Stored data
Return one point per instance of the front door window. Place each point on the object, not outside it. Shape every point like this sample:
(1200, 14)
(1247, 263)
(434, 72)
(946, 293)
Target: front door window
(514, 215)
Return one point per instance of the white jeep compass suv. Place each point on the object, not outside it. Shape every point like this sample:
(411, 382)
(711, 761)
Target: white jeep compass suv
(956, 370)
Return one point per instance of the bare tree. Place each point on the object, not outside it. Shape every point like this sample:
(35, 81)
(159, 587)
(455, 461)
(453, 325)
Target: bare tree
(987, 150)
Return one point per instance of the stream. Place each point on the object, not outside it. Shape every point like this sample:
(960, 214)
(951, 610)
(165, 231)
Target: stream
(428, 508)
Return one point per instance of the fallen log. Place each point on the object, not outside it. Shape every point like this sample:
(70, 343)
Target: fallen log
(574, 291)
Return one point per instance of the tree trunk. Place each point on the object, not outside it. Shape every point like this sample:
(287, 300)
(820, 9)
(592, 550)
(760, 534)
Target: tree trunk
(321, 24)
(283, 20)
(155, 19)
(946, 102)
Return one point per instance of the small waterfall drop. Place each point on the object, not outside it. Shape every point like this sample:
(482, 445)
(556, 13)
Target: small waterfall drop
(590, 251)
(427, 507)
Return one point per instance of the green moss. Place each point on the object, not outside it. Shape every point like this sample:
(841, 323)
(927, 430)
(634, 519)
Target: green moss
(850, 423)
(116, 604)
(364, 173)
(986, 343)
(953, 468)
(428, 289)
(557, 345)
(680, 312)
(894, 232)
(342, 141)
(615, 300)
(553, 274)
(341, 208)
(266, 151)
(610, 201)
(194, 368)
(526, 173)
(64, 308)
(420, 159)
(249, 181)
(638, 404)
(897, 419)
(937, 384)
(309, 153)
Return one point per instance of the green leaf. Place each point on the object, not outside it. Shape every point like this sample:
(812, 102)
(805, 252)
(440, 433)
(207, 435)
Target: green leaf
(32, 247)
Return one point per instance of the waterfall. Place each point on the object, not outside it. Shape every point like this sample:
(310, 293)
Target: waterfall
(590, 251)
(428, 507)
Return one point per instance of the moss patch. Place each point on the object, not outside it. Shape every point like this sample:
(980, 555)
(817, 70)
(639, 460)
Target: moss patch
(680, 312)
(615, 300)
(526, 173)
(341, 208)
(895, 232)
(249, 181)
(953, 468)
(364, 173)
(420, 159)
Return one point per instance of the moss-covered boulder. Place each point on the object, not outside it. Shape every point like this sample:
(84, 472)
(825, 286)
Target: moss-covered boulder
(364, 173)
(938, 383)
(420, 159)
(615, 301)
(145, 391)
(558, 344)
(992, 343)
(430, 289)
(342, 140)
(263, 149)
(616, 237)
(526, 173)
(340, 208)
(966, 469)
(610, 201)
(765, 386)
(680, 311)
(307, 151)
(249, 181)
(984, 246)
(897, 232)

Instructions for the task:
Write the records out again. Each one must match exactly.

Result of this task:
Return one point per instance of the front door window. Place each point on the object, not outside it. Shape every point like this sample:
(1200, 14)
(1247, 263)
(434, 72)
(946, 293)
Target: front door window
(514, 215)
Return one point per instance of the white jeep compass suv. Place each point on the object, not outside it. Shape every point like this sample:
(411, 382)
(711, 761)
Target: white jeep compass suv
(956, 370)
Return one point per instance of the bare tree. Place each point on the object, not outside it. Shape every point like this sample:
(35, 81)
(159, 587)
(455, 461)
(453, 325)
Target: bare tree
(987, 150)
Return one point per instance of the stream. Place each point on the object, not outside it. Shape every point like this sample:
(960, 214)
(951, 610)
(165, 231)
Target: stream
(428, 508)
Return one point per instance of the fallen log. Place each point on the object, not outside it. Shape every point like this sample:
(70, 343)
Target: fallen log
(574, 291)
Return one point per instance of the tree trunk. Place each point on the object, not outside it. Shape every point like this sample:
(287, 300)
(820, 9)
(592, 550)
(760, 534)
Target: tree trunk
(321, 24)
(283, 20)
(155, 19)
(946, 102)
Return one point per instance of the small waterfall drop. Place each point on the object, not outside it. Shape every point like this sample:
(482, 445)
(556, 13)
Target: small waterfall drop
(590, 251)
(427, 507)
Return one point per instance of the green moss. Place each point on the object, not outside it. Shape every point like this sample:
(841, 323)
(927, 430)
(634, 519)
Target: green moss
(850, 423)
(116, 604)
(364, 173)
(986, 343)
(953, 468)
(428, 289)
(557, 345)
(680, 312)
(894, 232)
(342, 141)
(615, 300)
(553, 274)
(341, 208)
(266, 151)
(610, 201)
(194, 368)
(526, 173)
(64, 308)
(420, 159)
(249, 181)
(638, 404)
(897, 419)
(937, 384)
(309, 153)
Return one point per instance of the green leaf. Place each point on the object, not outside it. Shape every point like this sample:
(812, 102)
(805, 252)
(440, 433)
(207, 435)
Target: green leaf
(32, 247)
Return one point per instance of the waterfall. Place each point on the object, not outside it. Shape every point like this sample:
(310, 293)
Target: waterfall
(590, 251)
(428, 507)
Return one point per instance of the moss patch. Place each point on the object, not outside it. Shape every point like this sample:
(980, 555)
(817, 70)
(639, 460)
Target: moss patch
(680, 312)
(615, 300)
(526, 173)
(341, 208)
(895, 232)
(249, 181)
(953, 468)
(364, 173)
(420, 159)
Return one point per instance of the moss-covered boulder. Place each point on the object, not outside it. Shape every point like this sample:
(84, 472)
(825, 286)
Target: moss-covered boulder
(364, 173)
(938, 383)
(420, 159)
(615, 301)
(145, 391)
(558, 344)
(992, 343)
(430, 289)
(342, 140)
(263, 149)
(616, 237)
(526, 173)
(340, 208)
(966, 469)
(610, 201)
(765, 386)
(680, 311)
(307, 151)
(249, 181)
(984, 246)
(897, 232)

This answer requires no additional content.